**TASK DETAILS**
Starting at the line that contains "label the green eye, a point per instance.", quote every line through the end of the entries, word for word, skipping the pictures.

== RECORDS SHOWN ==

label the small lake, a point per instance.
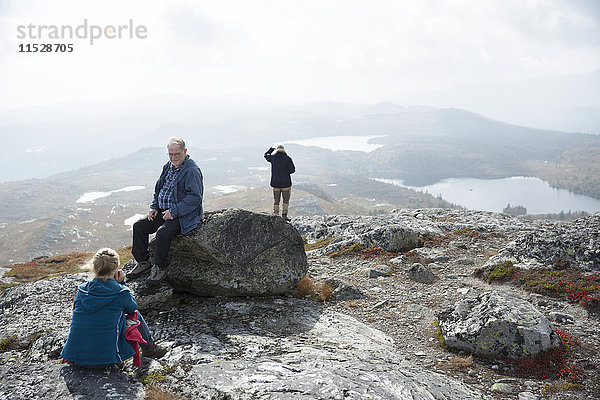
(335, 143)
(534, 194)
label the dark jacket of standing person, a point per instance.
(281, 168)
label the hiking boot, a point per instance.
(156, 275)
(139, 269)
(153, 351)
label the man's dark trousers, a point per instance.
(165, 232)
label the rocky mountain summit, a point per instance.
(378, 334)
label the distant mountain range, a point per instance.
(420, 145)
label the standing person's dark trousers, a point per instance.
(165, 230)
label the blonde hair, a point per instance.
(176, 141)
(105, 262)
(280, 149)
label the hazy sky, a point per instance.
(294, 51)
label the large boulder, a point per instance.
(218, 348)
(238, 253)
(495, 324)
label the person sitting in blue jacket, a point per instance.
(176, 207)
(97, 334)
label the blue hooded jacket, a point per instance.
(97, 335)
(187, 195)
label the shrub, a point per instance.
(318, 244)
(501, 272)
(552, 363)
(8, 343)
(307, 288)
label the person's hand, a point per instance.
(152, 214)
(119, 275)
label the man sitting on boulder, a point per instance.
(176, 207)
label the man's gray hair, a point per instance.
(178, 141)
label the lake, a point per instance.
(335, 143)
(534, 194)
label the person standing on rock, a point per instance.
(176, 208)
(282, 167)
(97, 334)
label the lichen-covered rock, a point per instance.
(574, 243)
(282, 348)
(344, 291)
(495, 324)
(419, 273)
(402, 230)
(238, 253)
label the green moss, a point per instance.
(7, 285)
(464, 231)
(318, 244)
(153, 377)
(438, 332)
(157, 376)
(7, 343)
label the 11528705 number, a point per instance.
(45, 48)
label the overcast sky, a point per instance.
(295, 51)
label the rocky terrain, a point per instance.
(376, 336)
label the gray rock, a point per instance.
(219, 348)
(575, 244)
(502, 388)
(344, 291)
(562, 317)
(494, 324)
(238, 253)
(465, 261)
(419, 273)
(380, 270)
(528, 396)
(397, 260)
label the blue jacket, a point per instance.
(281, 168)
(97, 335)
(187, 196)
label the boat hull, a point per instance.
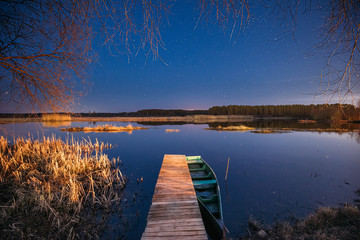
(208, 195)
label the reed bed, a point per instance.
(103, 128)
(241, 128)
(50, 188)
(172, 130)
(55, 117)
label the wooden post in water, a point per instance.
(174, 212)
(227, 169)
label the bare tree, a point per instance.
(45, 46)
(338, 38)
(42, 47)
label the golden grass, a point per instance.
(241, 128)
(56, 118)
(103, 128)
(172, 130)
(47, 187)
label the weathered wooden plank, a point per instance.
(174, 213)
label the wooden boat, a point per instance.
(208, 195)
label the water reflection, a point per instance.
(271, 176)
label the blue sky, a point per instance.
(203, 67)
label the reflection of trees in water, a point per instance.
(356, 137)
(357, 200)
(293, 124)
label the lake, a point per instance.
(272, 177)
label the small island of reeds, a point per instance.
(51, 189)
(104, 128)
(241, 128)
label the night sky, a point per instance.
(202, 67)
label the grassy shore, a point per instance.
(239, 128)
(325, 224)
(50, 189)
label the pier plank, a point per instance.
(174, 212)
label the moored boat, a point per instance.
(208, 194)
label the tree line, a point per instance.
(317, 112)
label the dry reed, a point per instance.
(241, 128)
(103, 128)
(55, 117)
(48, 188)
(172, 130)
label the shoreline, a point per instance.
(188, 119)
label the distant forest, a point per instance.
(316, 112)
(332, 112)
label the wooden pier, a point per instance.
(174, 212)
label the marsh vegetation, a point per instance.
(104, 128)
(51, 189)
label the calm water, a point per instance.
(272, 177)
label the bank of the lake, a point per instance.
(272, 177)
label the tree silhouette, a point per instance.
(45, 46)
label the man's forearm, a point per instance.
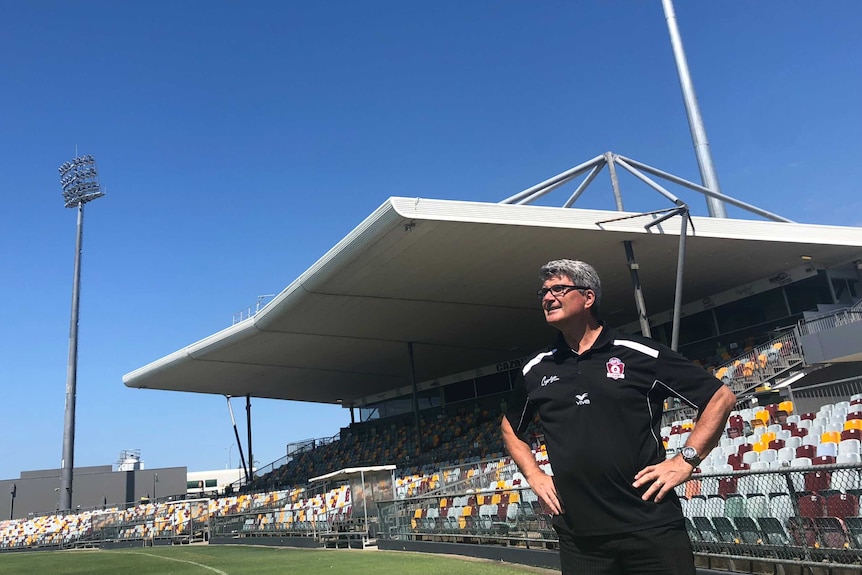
(710, 425)
(520, 452)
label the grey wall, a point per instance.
(37, 491)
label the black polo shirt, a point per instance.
(601, 414)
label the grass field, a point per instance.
(239, 560)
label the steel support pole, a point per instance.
(695, 121)
(567, 175)
(415, 397)
(680, 268)
(68, 463)
(238, 442)
(615, 183)
(583, 186)
(248, 429)
(636, 284)
(705, 191)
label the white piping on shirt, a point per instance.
(645, 349)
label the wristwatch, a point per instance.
(690, 456)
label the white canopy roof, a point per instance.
(458, 280)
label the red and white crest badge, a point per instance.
(616, 368)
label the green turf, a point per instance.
(239, 560)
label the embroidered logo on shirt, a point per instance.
(616, 368)
(549, 379)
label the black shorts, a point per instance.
(661, 550)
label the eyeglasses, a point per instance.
(557, 290)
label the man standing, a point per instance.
(599, 396)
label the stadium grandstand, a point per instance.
(392, 325)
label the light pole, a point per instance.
(80, 183)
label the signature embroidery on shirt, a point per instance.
(549, 379)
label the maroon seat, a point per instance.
(842, 505)
(808, 451)
(727, 485)
(851, 434)
(812, 505)
(816, 481)
(734, 459)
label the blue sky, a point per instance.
(238, 142)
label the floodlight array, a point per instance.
(80, 181)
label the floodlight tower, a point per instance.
(80, 183)
(708, 176)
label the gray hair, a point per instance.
(580, 273)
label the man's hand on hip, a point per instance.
(542, 485)
(662, 477)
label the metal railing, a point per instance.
(830, 321)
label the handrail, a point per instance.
(829, 321)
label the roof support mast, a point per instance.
(698, 132)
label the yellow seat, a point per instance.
(760, 446)
(830, 437)
(853, 424)
(762, 415)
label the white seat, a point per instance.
(709, 485)
(750, 457)
(793, 441)
(849, 446)
(787, 454)
(811, 439)
(827, 448)
(849, 458)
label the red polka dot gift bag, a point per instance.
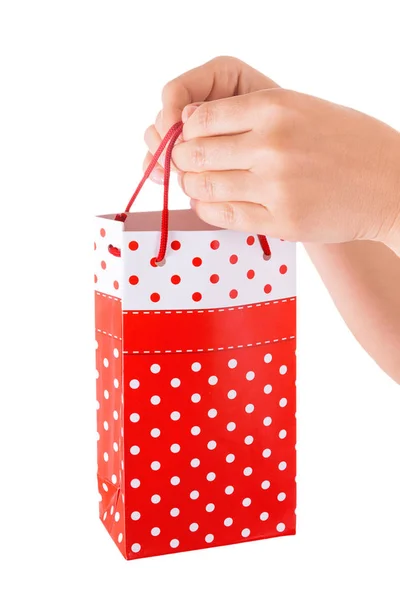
(195, 359)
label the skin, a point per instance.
(255, 157)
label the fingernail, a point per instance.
(188, 111)
(157, 175)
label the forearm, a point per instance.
(363, 279)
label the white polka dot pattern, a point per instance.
(196, 448)
(203, 269)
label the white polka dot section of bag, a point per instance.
(202, 269)
(195, 382)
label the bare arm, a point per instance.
(328, 175)
(363, 279)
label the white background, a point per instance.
(80, 81)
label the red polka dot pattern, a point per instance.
(210, 444)
(196, 442)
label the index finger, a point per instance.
(229, 116)
(198, 85)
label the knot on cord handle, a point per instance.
(167, 144)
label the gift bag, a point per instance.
(195, 357)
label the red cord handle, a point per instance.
(167, 144)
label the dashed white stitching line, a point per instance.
(109, 297)
(186, 350)
(109, 334)
(210, 310)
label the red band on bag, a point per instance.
(167, 144)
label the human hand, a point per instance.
(221, 77)
(293, 166)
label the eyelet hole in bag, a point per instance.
(167, 144)
(160, 263)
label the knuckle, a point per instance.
(228, 215)
(168, 89)
(198, 155)
(206, 116)
(225, 59)
(207, 187)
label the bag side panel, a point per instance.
(109, 382)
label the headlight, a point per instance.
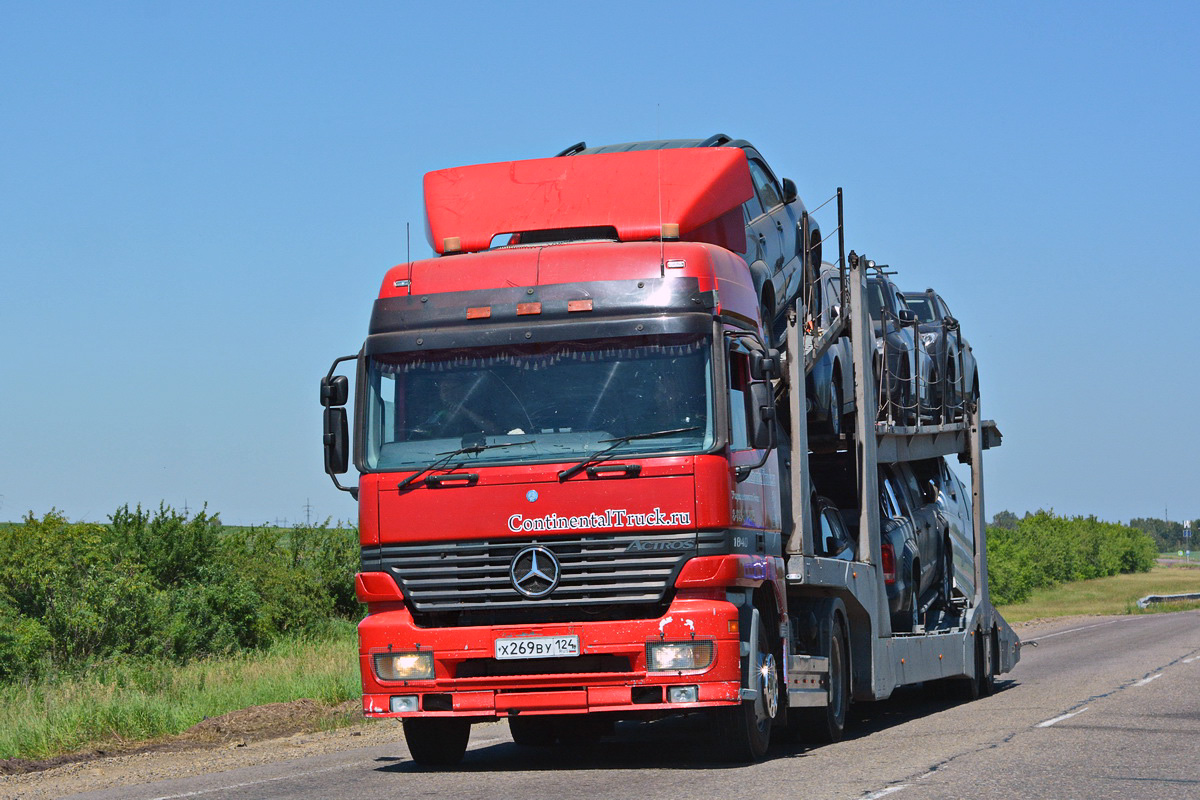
(405, 666)
(672, 656)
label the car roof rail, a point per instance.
(574, 149)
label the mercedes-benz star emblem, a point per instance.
(534, 572)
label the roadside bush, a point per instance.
(163, 585)
(1044, 551)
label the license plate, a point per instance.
(538, 647)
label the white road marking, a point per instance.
(1060, 719)
(249, 783)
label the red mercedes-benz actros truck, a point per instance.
(580, 474)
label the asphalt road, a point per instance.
(1098, 709)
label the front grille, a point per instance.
(497, 668)
(598, 572)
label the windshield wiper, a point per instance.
(462, 451)
(598, 456)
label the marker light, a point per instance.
(673, 656)
(405, 666)
(401, 703)
(683, 693)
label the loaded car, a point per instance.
(955, 519)
(912, 534)
(774, 221)
(955, 374)
(909, 395)
(831, 384)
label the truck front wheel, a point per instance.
(437, 741)
(744, 731)
(828, 725)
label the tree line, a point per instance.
(163, 585)
(1043, 549)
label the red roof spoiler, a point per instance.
(699, 188)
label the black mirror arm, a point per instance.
(352, 489)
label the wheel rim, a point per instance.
(837, 678)
(768, 689)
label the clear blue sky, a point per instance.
(198, 203)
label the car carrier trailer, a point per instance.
(586, 564)
(969, 642)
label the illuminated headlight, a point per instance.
(402, 703)
(671, 656)
(405, 666)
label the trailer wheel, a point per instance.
(984, 675)
(947, 583)
(744, 731)
(436, 741)
(828, 725)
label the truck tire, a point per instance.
(947, 577)
(984, 674)
(828, 725)
(744, 731)
(436, 741)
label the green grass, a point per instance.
(1114, 595)
(137, 701)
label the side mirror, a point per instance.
(790, 192)
(762, 435)
(765, 366)
(335, 391)
(337, 453)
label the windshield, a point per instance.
(549, 402)
(875, 302)
(923, 307)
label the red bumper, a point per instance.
(628, 687)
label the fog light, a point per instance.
(681, 693)
(403, 703)
(670, 656)
(405, 666)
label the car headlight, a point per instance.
(672, 656)
(405, 666)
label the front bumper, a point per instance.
(612, 674)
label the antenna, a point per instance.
(658, 134)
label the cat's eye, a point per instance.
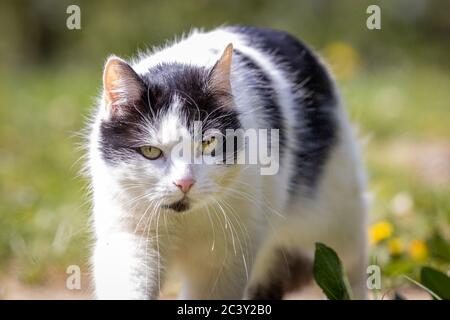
(209, 145)
(150, 152)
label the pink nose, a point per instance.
(185, 184)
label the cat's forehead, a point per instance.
(172, 125)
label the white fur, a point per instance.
(220, 248)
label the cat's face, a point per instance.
(149, 118)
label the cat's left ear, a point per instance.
(121, 84)
(221, 72)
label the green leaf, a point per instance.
(329, 274)
(436, 281)
(440, 248)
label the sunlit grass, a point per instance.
(44, 221)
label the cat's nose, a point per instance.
(185, 184)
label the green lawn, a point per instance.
(401, 115)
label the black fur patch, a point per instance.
(200, 102)
(317, 125)
(288, 271)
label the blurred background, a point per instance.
(395, 82)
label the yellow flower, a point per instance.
(380, 231)
(418, 250)
(395, 246)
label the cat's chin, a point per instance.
(182, 205)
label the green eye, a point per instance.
(209, 145)
(150, 152)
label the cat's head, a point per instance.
(144, 119)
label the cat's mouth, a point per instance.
(179, 206)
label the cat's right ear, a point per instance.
(122, 86)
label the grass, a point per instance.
(44, 218)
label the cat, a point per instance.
(227, 230)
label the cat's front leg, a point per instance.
(125, 267)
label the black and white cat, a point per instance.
(228, 230)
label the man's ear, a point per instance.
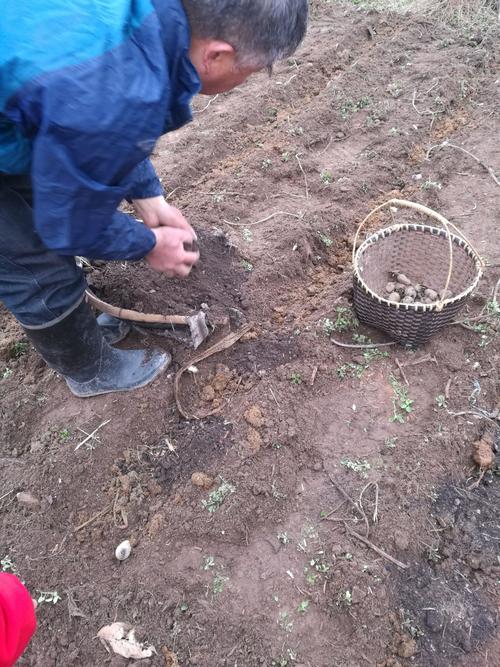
(215, 53)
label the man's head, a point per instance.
(231, 39)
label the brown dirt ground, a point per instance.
(271, 577)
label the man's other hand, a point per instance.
(155, 212)
(169, 254)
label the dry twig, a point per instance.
(212, 99)
(91, 436)
(258, 222)
(224, 344)
(94, 518)
(377, 550)
(351, 502)
(355, 346)
(303, 174)
(403, 374)
(466, 152)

===

**COMPLETE RESPONSE**
label the green eye, a point per instance.
(209, 145)
(150, 152)
label the cat's head, a point per instance.
(144, 119)
label the cat's mouth, a point per instance.
(179, 206)
label the cat's right ear, a point per instance.
(122, 86)
label the grass, a point per instance.
(44, 218)
label the cat, a point per instance.
(227, 230)
label the cat's front leg, a point per instance.
(125, 267)
label the black and white cat, a point per instance.
(228, 230)
label the man's ear, a point per instance.
(215, 53)
label the man's head, a point per instance.
(231, 39)
label the brown dirt ground, a point per instance.
(271, 577)
label the man's other hand, a point per instance.
(155, 212)
(169, 254)
label the dry twig, a point per instance.
(212, 99)
(91, 436)
(258, 222)
(224, 344)
(94, 518)
(377, 550)
(351, 502)
(355, 346)
(303, 174)
(403, 374)
(466, 152)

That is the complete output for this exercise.